__Passage__:
>> start

The REAL surge -- is the surge in public relations bull*** from Bush and the Iraqis



Why Iraq Could Blow Up in John McCain's Face
By PATRICK COCKBURN

In Baghdad the Iraqi government is eager to give the impression that
peace is returning. "Not a single sectarian murder or displacement was
reported in over a month," claimed Brigadier Qasim Ata, the spokesman
for the security plan for the capital. In the US, the Surge, the
dispatch of 30,000 extra American troops in the first half of 2007, is
portrayed as having turned the tide in Iraq. Democrats in Congress no
longer call aggressively for a withdrawal of American troops. The
supposed military success in Iraq has been brandished by Senator John
McCain as vindication of his prowar stance.

Seldom has the official Iraqi and American perception of what is
happening in Iraq felt so different from the reality. Cocooned behind
the walls of the Green Zone, defended by everybody from US soldiers to
Peruvian and Ugandan mercenaries, the government of prime minister
Nouri al-Maliki pumps out alluring tales of life returning to normal
that border on fantasy. For instance, Brigadier Ata made his claim
that there had been no sectarian murders or expulsions in the capital
over the previous month on February 15, but two weeks earlier, on
February 1, suicide bombers, whom the government said were al-Qa'ida,
had blown themselves up killing 99 people in two bird markets in
Baghdad, both situated in largely Shia districts.

So keen are the authorities to show that Sunni and Shia have stopped
killing each other and overall violence is down that many deaths with
an obvious sectarian motive are no longer recorded. "I think the real
figure for the number of people being killed is about twice what the
government says it is," said one local politician. He had just sent
the death certificates of the victims of sectarian killers to the
military authorities, who were steadfastly refusing to admit that
anybody had died at the time and place that the bodies were
discovered.

>> end

__Source data__:
>> start

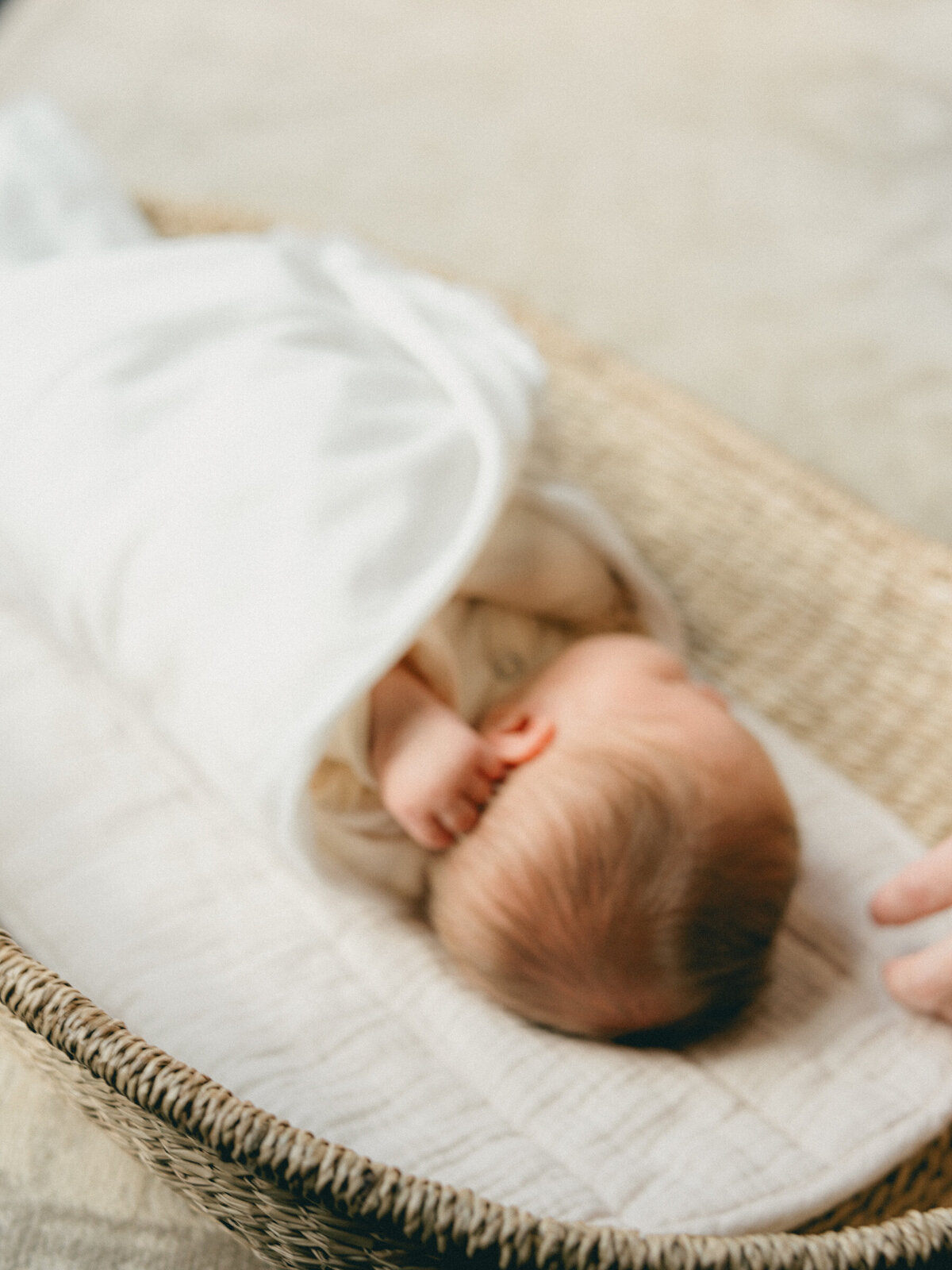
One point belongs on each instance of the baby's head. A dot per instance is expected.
(631, 873)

>> end

__Requests__:
1. List every person the article on the Surge in Iraq mentions by name, including its title and byline.
2. Continue the article on the Surge in Iraq from its final sentence.

__Responses to the tasks__:
1. Bush, Patrick Cockburn, Brigadier Qasim Ata, Senator John McCain, Nouri al-Maliki

2.
One day after Brigadier Ata claimed that there had been no sectarian
killings or abductions over the previous month, prime minister Maliki
himself went on a walk about in central Baghdad to demonstrate just
how safe things have become. But it was the precautions taken by
Maliki's bodyguards which were more revealing about the real state of
security in the city.

Maliki's brief venture onto the streets and out of the Green Zone took
place in the al-Mansur district of west Baghdad. This is an area of
big houses and many embassies, but has been heavily fought over by
Sunni and Shia in the past year. "I was in Mansur on Saturday
afternoon," an Iraqi friend told me, "when, at about 3.15pm, I noticed
a strange movement in the street, which was suddenly flooded by
soldiers in green uniforms, led by generals and colonels, who were
checking parked cars and all the buildings." Minutes later a large
convoy of vehicles appeared, with three US army Humvees in front and
behind, and, in the middle, five black armoured four wheel drives They
stopped in front of a famous ice cream shop called al-Ruwaad, but for
fifteen minutes nobody got out of the vehicles as soldiers searched
all the shops nearby. When officials and their guards did begin to
emerge Maliki was in the middle of them and began to walk around.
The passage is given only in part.